## Text segment
===

In 2007, while working on his doctorate, Willette discovered it in Dominica, a tiny Caribbean island nation southeast of the Dominican Republic.
“I was swimming along the coast looking at all the native seagrasses, learning them,” Willette said. “I took a photo of something that was weird. A month later, I came back, read Ruiz and Ballantine’s paper,” and realized what it was.
Over the next few years, Willette watched Halophila stipulacea spread from one patch to the next in Dominica. By 2016, it had reached 19 islands in the Caribbean and made its way to South America.
Willette estimates its spread at about 22 miles per year—incredibly speedy for a marine plant.
“How’s it getting around? Probably got from the Mediterranean to the Caribbean on recreational boats … hitched a ride and came across,” Willette said. “And once it got to the Caribbean? Just between island boats. It hooks onto anchors and fishing traps.”
This is why it’s such a talented traveler: “A piece as small as four centimeters is viable and can float through the water and grow larger,” Willette said. “It doesn’t need to be in the soil. It can fragment, photosynthesize and eventually settle and land somewhere new.”

===

## Rows
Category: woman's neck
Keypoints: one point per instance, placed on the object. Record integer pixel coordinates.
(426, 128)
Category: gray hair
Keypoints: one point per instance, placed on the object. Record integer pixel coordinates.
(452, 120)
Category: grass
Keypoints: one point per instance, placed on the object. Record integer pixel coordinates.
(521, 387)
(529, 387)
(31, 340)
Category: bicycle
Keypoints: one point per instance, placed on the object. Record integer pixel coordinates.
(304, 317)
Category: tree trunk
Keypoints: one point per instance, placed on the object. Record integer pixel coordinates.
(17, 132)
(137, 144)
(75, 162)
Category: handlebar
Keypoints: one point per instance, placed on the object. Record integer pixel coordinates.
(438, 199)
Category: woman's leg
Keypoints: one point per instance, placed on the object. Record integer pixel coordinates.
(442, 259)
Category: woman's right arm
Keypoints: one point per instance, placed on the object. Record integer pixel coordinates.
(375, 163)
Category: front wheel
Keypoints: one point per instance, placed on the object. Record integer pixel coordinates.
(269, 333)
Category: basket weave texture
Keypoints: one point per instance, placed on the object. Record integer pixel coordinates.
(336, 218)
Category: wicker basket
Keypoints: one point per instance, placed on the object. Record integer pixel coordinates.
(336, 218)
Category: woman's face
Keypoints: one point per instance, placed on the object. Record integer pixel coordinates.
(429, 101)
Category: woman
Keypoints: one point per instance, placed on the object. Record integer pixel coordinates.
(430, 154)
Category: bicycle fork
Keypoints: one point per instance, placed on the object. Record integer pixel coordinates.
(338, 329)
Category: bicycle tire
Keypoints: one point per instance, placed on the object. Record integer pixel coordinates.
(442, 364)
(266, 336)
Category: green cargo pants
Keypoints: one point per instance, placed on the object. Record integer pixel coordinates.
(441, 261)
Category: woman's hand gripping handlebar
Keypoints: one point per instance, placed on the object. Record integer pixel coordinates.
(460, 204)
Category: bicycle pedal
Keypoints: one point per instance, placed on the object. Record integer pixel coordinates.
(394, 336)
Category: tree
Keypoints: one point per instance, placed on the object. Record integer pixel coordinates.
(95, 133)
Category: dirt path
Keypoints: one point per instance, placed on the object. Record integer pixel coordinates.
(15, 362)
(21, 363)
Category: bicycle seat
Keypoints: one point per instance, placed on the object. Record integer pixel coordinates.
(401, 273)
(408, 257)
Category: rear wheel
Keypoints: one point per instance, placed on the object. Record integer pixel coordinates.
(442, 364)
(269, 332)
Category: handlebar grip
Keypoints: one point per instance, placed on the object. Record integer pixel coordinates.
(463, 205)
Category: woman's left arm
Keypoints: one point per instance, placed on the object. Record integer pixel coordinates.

===

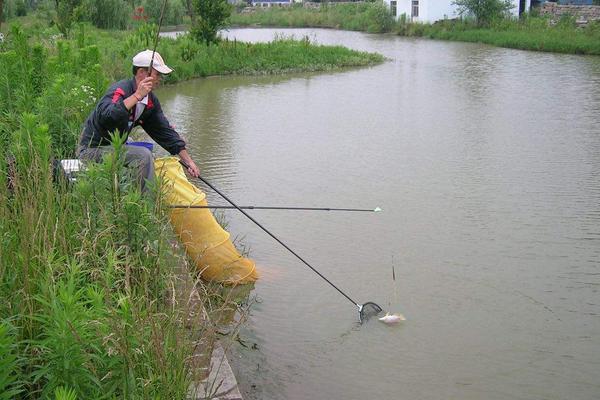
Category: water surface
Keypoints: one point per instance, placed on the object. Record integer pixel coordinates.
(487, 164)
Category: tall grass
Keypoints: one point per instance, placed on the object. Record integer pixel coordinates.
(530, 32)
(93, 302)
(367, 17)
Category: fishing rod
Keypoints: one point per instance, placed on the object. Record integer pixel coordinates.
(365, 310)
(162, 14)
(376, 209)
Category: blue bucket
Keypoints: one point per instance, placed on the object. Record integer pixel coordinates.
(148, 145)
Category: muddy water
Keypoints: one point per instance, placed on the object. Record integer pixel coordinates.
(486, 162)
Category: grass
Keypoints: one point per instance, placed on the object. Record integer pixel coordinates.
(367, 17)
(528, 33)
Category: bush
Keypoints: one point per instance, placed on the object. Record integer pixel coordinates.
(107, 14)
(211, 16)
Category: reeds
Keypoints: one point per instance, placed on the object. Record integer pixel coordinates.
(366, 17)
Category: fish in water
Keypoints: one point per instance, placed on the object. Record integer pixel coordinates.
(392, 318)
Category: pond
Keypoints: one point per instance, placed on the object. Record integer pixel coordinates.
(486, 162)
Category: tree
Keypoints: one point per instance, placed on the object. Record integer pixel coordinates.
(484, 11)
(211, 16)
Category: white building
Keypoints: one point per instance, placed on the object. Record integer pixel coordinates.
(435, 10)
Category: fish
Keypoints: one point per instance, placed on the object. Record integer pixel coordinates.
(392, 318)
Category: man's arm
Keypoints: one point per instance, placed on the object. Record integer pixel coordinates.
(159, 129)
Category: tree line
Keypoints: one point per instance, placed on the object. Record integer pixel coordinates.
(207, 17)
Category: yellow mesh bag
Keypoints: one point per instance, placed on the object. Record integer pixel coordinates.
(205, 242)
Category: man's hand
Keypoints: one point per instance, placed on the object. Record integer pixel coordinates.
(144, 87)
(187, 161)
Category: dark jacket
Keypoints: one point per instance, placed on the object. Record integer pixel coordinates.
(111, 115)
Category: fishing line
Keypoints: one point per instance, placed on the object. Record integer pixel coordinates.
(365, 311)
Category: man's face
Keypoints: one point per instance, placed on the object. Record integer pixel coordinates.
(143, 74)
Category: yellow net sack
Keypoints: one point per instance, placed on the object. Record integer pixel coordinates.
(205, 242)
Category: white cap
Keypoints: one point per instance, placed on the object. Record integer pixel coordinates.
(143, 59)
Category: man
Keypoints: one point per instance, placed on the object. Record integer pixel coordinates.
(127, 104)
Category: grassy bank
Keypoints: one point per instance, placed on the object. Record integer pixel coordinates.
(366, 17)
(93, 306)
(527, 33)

===

## Exercises
a) Please retype the seagrass passage above word for word, from "Over the next" to "a marine plant.".
b) Extend the seagrass passage by writing what comes after its last sentence.

## Outputs by task
a)
Over the next few years, Willette watched Halophila stipulacea spread from one patch to the next in Dominica. By 2016, it had reached 19 islands in the Caribbean and made its way to South America.
Willette estimates its spread at about 22 miles per year—incredibly speedy for a marine plant.

b)
It’s unusually versatile.
“Most seagrasses are limited by how deep they can grow because of light,” Willette said. He noted that Halophila stipulacea can clump chloroplasts, the structures that perform photosynthesis in seagrasses, in parts of its body, which may help it grow in deeper, darker waters. “I’ve seen it down at 60 feet, so at 18 meters. But in the Mediterranean, they’ve measured it at over a hundred meters [deep],” he said. “Most seagrasses just can’t do that. By chance, by whatever reason, it’s just well positioned to spread very, very quickly.”
Said Lauren Olinger, a quantitative reef ecologist and postdoctoral fellow at the University of the Virgin Islands: “Right now, I’m just wondering if and when it’s going to reach Florida.”
Scientists have been tracking Halophila stipulacea for several decades as it supplants native species. It’s outcompeting the Caribbean species Thalassia testudinum, known as turtle grass, and Syringodium filiforme, or manatee grass.
One problem with that: Halophila stipulacea doesn’t appear to be as good for some fish. Willette and six other researchers published a paper in June showing that young yellowtail snappers seem to do better in native seagrasses rather than Halophila stipulacea meadows.
“Seagrass is known as a nursery, but this invasive doesn’t act like it. It’s too short,” Willette said. “Then fish don’t live in there. They don’t recruit. So it’s changing the whole fish community as well.”
Another problem: less storm protection.
“You have a storm come in, and the tall seagrass can attenuate the wave,” Willette said. “This is small seagrass: [The storm] goes right over it.”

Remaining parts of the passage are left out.